Part of a data file:
^^^^
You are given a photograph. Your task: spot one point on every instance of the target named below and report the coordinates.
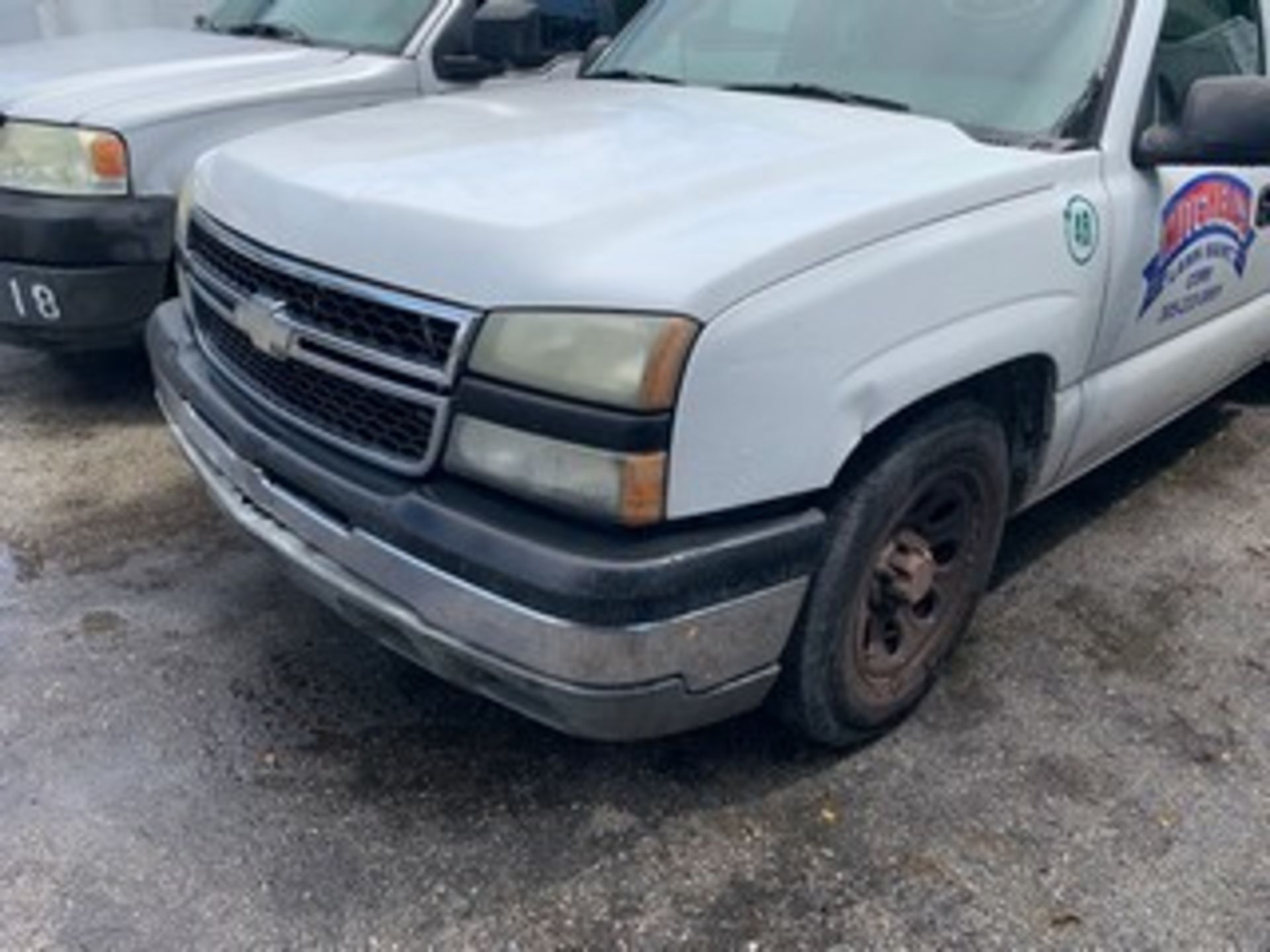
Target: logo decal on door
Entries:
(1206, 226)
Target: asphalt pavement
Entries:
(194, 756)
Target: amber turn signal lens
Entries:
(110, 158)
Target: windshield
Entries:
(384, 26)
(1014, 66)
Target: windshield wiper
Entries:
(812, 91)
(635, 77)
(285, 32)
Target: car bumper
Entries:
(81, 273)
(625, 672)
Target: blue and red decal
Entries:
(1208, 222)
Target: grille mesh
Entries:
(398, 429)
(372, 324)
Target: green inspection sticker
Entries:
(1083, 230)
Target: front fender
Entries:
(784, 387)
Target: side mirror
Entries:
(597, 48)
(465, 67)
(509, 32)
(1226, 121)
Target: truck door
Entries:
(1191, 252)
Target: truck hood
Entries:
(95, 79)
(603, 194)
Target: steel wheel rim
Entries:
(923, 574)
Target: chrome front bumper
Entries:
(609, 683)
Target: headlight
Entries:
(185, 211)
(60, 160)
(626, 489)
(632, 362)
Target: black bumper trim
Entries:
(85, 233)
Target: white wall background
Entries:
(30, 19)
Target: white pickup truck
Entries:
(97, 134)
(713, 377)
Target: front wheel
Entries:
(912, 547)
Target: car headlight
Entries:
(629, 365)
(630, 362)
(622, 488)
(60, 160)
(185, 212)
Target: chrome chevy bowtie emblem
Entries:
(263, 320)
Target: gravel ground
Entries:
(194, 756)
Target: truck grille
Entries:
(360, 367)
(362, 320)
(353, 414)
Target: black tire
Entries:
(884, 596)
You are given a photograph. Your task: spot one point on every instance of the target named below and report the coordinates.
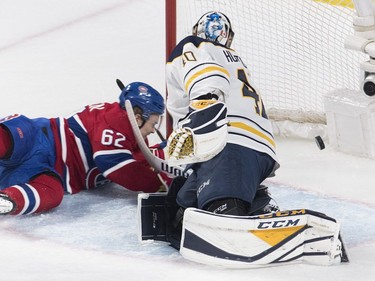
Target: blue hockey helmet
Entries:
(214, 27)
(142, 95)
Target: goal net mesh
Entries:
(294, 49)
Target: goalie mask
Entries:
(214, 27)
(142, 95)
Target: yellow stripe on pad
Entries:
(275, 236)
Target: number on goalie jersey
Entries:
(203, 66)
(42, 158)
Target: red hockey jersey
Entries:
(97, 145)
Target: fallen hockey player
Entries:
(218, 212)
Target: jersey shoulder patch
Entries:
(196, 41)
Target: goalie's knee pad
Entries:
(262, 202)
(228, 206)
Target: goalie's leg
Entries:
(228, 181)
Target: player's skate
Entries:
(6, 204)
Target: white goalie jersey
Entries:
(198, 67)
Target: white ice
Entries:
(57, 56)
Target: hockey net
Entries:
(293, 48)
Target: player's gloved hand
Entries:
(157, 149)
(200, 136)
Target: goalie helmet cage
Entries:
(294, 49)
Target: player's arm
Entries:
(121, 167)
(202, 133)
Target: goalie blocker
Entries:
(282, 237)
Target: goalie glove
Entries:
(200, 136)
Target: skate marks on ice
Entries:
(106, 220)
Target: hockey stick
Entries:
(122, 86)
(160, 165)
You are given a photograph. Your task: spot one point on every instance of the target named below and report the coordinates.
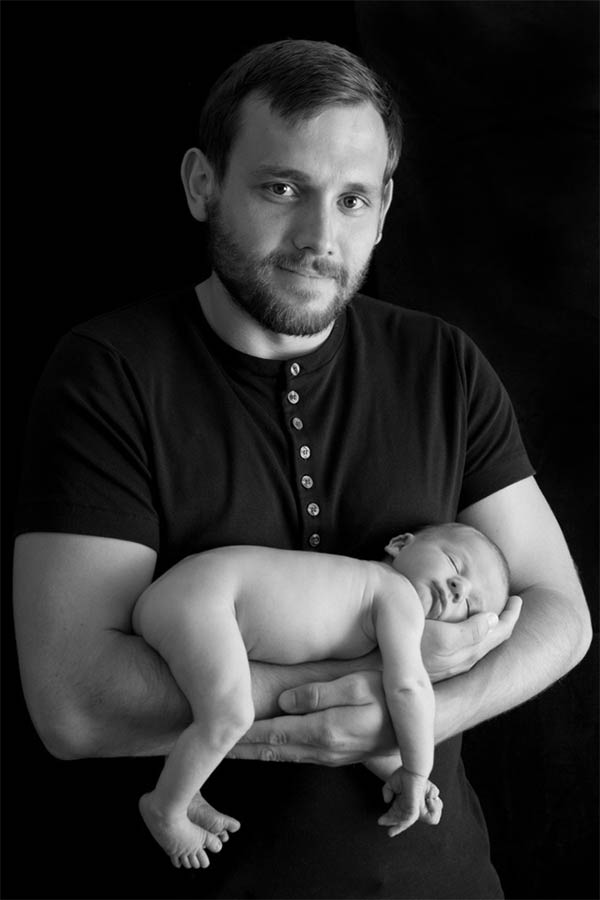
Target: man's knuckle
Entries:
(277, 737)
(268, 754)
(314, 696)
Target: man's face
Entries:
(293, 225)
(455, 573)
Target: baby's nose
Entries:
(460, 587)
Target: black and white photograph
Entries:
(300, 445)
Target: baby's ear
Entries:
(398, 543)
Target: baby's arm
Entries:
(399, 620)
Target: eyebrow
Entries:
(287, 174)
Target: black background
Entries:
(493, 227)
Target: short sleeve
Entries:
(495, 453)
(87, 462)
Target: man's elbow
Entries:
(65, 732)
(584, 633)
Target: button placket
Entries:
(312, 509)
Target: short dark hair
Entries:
^^^^
__THE PROBLEM__
Update the stretch from the line containing "Target: gravel ground" through the end of the material by replacing "goalie" with "goalkeeper" and changing nothing else. Leave the pictures out of your answer.

__TASK SOLUTION__
Target: gravel ground
Entries:
(194, 756)
Target: truck grille
Entries:
(360, 367)
(362, 320)
(353, 414)
Target: black tire
Entries:
(884, 596)
You are given a photograph. Your task: spot one point on every instance of the target named below and report the coordinates.
Target: blue hockey helmet
Entries:
(214, 27)
(142, 95)
Target: goal net mesh
Entries:
(294, 49)
Target: goalkeeper mask
Entries:
(214, 27)
(142, 95)
Target: yellow stripe on pad
Entries:
(275, 236)
Target: number on goalkeeper jersey
Entries:
(203, 66)
(42, 158)
Target: red hockey jersey
Entries:
(97, 145)
Target: fallen hockey player
Entries:
(218, 212)
Target: jersey shoulder patch
Entries:
(196, 41)
Target: goalkeeper's knee pad
Entries:
(262, 202)
(228, 206)
Target: goalkeeper's leg
Entries:
(228, 181)
Target: player's skate
Entries:
(6, 204)
Target: white goalkeeper jersey
Entries:
(198, 67)
Target: white ice
Entries:
(57, 56)
Target: hockey net
Entries:
(293, 48)
Target: player's gloved hand
Entries:
(157, 149)
(200, 136)
Target: goalkeeper helmet cage
Entries:
(294, 49)
Target: player's arm
Entries:
(121, 167)
(202, 133)
Target: goalkeeper blocker
Entries:
(282, 237)
Target: goalkeeper glove
Entries:
(200, 136)
Target: skate marks on ice
Entries:
(106, 220)
Target: hockey stick
Entries:
(122, 86)
(160, 165)
You are given a photograph. Your task: spot one point on every instance of the target named below and report the coordinates.
Target: man's knuckle
Entries:
(277, 737)
(268, 754)
(314, 696)
Target: man's face
Entries:
(293, 225)
(455, 573)
Target: baby's nose
Entries:
(460, 587)
Target: black and white photograph
Entries:
(300, 445)
Target: baby's ear
Entries:
(398, 543)
Target: baby's arm
Entries:
(399, 620)
Target: eyebrow
Entries:
(287, 174)
Target: black background
Entries:
(493, 227)
Target: short sleeve
Entries:
(495, 453)
(87, 462)
Target: man's elbow
Entries:
(65, 732)
(584, 633)
Target: button placket
Entries:
(312, 509)
Target: short dark hair
Entries:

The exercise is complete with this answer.